• _Ziele_
(A) Wer schrieb laut dem Text über Russland 1971 über das Unvermögen der Ideologen in der Politik?
(B) Welchen Grund nennt der Text über Russland dafür, dass eine Hypermoral schadet? Antworte in ein bis drei Sätzen.
(C) Schreib aus dem Text über Russland die Stelle zwischen „Gerade von deutscher“ und „die russische Seite.“ wortgetreu ab, beide eingeschlossen.

• _Text_
● ● ● ●
Russland: Lösungen suchen, nicht Schuldige
Wie mit Russland umgehen? Kommunizieren und kooperieren statt den Kipppunkt überschreiten
„Was tun?“ lautet der ein historisches Schicksal auslösende Titel des Romans von Nikolai Tschernyschewski vor etwas mehr als 150 Jahren. Vladimir I. Lenin soll daraus grundlegend für seine späteren revolutionären und innerrussischen blutigen Weg inspiriert worden sein.
Wie sollen oder können wir heute mit Russland, einem Land mit dieser Größe, dem kulturellen Reichtum, den belebenden menschlichen Wesen, traumhaften Landschaften, Ressourcen und imperialer Macht umgehen? Allein die Frage konnotiert schon missionarisch und wie überkritische und zur Grandiosität neigende Eltern.
Gerade von deutscher Seite hören und lesen wir oft belehrende, herablassende und normativen Forderungen gegenüber Russland. Menschliche und fachliche Fehlleistungen führender deutscher Politikerinnen und Politiker oder eine chaotische Wahl bieten andererseits eine offene Glaubwürdigkeits- und Akzeptanzflanke für die russische Seite.
Wohl der großen Zahl geht vor Hypermoral
Auch wenn Menschen das Gute begehren, lieben und geliebt werden wollen: Die idealistische Überhöhung von moralischen, ethischen und zu großen politischen Ansprüchen, eine Hypermoral, überfordert die Kompetenzen der Menschen und deren Möglichkeiten. „Das meiste Übel dieser Welt ist nicht … auf böse Absichten, sondern auf die bösen Folgen eines unbegrenzten Willens zum Guten zurückzuführen“, schrieb schon 1971 Gerhard Szczesny über das Unvermögen der Ideologen in der Politik.
Auch die sogenannte akademische Elite, die aller Welt mit einer unbeabsichtigten Intoleranz ihre Wertvorstellungen auch mit Cancel Culture aufdrängen will, erreicht jetzt schon in vielen Ländern mit großer Energie, was sie nicht will. Besser sollten wir pragmatisch menschlich das größte mögliche Wohl der größtmöglichen Zahl der einzelnen Menschen (nach John Rawls) beider Länder im Blick haben – nicht die Profilierung von Politikern, den Erfolg von Parteien oder die Grandiosität von Kollektiven jeglicher Art.
● ● ● ●
• _Entnommene Angaben_
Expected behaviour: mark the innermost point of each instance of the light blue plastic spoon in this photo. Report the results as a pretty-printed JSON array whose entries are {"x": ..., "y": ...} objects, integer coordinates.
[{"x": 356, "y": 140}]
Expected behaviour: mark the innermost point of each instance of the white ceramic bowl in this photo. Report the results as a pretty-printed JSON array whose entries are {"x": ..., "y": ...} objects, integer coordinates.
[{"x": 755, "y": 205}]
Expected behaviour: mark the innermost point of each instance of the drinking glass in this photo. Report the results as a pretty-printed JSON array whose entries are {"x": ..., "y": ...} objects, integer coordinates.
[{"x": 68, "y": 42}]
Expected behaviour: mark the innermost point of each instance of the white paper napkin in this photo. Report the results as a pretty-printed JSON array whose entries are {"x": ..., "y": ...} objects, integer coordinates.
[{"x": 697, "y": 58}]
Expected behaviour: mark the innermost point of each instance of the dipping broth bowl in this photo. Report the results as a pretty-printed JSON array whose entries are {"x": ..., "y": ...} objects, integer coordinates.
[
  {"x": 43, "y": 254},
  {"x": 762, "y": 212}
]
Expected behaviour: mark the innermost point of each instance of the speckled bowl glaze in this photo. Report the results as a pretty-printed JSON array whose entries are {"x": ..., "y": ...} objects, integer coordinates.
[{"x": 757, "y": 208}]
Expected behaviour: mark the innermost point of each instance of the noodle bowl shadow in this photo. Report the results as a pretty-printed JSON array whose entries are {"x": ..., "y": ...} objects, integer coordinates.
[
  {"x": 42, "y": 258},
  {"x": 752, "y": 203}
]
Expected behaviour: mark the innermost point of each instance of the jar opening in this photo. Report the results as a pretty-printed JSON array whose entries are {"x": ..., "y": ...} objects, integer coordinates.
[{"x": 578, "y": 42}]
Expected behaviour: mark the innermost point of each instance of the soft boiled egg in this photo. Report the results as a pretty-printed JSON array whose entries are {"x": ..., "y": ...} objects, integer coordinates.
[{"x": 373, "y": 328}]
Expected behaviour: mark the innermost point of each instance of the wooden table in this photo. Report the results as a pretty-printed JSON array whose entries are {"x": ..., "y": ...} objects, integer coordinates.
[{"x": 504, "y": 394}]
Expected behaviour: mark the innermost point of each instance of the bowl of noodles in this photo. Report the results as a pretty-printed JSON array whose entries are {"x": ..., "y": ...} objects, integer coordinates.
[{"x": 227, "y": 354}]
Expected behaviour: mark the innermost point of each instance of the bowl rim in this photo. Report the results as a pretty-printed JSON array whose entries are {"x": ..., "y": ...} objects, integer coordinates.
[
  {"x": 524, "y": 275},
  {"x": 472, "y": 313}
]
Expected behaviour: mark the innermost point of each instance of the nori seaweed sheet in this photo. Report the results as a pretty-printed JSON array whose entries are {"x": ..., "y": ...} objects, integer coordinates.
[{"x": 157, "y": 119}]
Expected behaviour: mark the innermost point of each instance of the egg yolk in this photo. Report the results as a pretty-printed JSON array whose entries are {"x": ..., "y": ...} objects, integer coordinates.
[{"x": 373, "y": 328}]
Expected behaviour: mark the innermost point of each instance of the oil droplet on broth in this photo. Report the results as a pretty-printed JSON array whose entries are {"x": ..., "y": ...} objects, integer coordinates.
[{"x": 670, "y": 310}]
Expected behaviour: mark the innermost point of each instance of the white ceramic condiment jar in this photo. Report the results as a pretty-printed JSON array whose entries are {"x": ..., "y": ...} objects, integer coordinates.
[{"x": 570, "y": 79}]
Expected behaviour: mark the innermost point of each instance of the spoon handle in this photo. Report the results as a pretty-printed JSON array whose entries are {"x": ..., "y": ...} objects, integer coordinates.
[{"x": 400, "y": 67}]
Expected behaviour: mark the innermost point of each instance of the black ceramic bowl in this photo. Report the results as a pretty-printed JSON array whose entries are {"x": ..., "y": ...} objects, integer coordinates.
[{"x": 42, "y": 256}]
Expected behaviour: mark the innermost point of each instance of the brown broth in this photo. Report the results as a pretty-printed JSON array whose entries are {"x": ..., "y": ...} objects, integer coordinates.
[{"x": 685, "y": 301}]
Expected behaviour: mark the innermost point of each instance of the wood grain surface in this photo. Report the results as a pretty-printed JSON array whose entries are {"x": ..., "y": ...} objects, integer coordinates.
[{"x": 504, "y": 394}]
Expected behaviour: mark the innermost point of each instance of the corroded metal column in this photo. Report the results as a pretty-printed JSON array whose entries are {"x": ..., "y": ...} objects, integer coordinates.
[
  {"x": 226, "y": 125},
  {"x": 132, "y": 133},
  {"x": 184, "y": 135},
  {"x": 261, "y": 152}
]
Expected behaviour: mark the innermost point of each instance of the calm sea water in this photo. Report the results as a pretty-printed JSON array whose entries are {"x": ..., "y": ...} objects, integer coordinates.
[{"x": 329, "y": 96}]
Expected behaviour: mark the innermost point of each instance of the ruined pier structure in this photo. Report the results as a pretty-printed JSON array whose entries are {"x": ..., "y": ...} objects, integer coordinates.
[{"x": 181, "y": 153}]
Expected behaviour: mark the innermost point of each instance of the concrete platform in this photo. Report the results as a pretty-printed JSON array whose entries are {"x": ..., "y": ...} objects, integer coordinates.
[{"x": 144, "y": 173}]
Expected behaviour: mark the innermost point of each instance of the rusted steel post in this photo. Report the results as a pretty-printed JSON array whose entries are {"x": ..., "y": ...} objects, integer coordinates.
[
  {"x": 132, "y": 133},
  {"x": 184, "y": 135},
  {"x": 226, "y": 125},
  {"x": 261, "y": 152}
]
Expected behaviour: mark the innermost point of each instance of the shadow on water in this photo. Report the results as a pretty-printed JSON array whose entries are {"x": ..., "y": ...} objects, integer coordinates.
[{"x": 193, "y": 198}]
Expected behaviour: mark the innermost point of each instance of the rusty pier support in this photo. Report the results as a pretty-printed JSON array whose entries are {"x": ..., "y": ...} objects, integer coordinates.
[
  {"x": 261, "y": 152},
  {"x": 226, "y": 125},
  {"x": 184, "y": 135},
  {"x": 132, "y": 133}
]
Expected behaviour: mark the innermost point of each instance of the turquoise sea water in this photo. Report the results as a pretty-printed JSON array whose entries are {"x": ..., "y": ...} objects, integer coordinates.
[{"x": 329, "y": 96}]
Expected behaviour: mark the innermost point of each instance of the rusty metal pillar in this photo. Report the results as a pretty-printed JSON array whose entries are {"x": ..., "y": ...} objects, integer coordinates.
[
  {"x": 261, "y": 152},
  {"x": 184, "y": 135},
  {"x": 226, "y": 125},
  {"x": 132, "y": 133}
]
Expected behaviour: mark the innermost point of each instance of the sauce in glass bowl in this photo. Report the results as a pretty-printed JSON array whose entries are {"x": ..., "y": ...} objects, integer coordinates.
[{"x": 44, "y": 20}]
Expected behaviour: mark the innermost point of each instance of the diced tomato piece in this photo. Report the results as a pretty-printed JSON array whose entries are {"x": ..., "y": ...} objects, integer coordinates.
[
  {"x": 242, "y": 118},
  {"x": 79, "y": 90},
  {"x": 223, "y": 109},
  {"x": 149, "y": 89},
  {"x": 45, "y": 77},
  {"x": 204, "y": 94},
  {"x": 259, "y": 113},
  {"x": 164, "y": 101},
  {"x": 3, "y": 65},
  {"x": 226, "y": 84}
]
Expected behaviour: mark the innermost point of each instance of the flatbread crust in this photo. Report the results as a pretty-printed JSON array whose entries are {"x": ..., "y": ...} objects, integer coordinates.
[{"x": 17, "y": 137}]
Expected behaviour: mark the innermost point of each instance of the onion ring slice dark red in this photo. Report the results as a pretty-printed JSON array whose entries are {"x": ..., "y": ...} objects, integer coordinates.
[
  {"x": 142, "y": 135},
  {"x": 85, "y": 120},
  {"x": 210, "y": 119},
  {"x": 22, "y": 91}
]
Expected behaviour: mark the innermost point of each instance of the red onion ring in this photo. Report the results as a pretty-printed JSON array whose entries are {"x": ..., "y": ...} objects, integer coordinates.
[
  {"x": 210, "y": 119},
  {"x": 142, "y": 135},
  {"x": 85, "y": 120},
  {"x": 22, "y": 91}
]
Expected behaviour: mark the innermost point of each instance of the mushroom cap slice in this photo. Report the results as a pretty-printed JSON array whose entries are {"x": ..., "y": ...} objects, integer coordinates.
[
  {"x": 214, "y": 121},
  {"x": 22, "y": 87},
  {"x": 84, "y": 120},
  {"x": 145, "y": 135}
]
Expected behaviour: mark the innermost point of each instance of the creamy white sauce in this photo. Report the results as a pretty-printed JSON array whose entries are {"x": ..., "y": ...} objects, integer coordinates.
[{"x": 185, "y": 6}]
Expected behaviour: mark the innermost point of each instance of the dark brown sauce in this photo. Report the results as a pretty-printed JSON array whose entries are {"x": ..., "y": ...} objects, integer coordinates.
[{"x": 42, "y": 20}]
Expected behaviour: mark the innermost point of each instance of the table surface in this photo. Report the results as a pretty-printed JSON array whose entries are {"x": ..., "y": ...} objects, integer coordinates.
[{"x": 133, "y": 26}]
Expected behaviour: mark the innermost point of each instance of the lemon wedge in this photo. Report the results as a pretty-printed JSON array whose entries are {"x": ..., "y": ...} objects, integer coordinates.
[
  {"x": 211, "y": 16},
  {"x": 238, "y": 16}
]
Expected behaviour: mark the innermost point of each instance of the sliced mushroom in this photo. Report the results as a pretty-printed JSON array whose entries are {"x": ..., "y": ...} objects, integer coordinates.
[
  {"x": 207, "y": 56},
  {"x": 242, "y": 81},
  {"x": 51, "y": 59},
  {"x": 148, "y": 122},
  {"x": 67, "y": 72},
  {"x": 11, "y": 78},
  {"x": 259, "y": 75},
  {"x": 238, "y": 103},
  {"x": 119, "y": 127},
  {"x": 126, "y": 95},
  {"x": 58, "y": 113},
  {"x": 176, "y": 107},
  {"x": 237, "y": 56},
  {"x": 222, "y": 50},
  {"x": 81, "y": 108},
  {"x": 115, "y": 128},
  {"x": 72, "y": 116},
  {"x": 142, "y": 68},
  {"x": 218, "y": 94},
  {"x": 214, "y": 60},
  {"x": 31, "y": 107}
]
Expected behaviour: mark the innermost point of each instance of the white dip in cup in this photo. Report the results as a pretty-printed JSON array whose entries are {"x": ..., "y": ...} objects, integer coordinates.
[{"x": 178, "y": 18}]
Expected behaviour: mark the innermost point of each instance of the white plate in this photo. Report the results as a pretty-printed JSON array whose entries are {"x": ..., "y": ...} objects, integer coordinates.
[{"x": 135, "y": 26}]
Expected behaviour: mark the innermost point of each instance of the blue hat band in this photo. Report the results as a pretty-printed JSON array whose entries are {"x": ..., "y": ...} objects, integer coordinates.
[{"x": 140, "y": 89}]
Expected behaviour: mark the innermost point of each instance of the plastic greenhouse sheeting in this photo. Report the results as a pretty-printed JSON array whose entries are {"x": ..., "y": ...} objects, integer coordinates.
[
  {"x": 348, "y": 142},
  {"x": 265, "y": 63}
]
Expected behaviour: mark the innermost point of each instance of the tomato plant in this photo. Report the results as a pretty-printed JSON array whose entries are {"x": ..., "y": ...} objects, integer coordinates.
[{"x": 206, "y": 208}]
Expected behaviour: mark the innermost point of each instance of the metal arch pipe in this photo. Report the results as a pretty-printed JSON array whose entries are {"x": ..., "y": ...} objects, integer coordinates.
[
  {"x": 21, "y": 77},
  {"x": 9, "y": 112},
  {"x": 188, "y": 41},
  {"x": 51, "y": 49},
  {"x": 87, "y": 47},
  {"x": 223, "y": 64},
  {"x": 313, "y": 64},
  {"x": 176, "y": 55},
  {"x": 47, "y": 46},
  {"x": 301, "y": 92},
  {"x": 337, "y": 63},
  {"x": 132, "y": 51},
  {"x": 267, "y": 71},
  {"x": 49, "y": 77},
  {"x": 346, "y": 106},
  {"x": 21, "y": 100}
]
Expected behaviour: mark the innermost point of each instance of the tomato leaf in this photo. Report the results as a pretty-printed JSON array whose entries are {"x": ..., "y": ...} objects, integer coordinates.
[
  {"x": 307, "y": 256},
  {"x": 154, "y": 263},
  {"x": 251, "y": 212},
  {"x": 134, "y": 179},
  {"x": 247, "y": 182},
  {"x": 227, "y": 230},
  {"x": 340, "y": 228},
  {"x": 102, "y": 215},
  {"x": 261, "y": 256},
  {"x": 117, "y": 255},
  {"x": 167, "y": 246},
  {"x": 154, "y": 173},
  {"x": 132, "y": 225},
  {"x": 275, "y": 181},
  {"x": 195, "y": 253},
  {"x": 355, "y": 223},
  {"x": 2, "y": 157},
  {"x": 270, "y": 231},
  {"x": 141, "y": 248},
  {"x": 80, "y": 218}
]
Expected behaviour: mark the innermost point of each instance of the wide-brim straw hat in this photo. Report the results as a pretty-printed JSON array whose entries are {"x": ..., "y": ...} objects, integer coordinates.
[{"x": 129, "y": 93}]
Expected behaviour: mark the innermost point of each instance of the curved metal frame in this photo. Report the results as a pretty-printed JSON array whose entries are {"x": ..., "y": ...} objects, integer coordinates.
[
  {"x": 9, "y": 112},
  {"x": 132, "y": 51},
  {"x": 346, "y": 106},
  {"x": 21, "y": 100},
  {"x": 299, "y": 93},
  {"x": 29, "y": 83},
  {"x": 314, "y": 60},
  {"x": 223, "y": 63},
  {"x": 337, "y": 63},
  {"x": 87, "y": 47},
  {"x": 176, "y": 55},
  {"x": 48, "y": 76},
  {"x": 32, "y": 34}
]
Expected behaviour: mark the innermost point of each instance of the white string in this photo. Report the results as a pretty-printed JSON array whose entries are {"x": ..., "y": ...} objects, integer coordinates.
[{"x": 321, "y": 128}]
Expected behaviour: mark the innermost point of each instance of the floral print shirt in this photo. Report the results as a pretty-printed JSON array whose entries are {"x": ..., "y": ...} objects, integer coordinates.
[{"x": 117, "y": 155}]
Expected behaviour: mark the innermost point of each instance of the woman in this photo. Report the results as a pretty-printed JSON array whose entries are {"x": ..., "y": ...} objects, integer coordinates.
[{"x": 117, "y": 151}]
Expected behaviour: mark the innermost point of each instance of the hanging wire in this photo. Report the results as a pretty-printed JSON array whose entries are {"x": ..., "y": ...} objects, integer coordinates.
● ● ● ●
• _Ergebnisse_
(A) Gerhard Szczesny.

(B) Die idealistische Überhöhung von moralischen, ethischen und zu großen politischen Ansprüchen überfordert die Kompetenzen der Menschen und deren Möglichkeiten.

(C)
Gerade von deutscher Seite hören und lesen wir oft belehrende, herablassende und normativen Forderungen gegenüber Russland. Menschliche und fachliche Fehlleistungen führender deutscher Politikerinnen und Politiker oder eine chaotische Wahl bieten andererseits eine offene Glaubwürdigkeits- und Akzeptanzflanke für die russische Seite.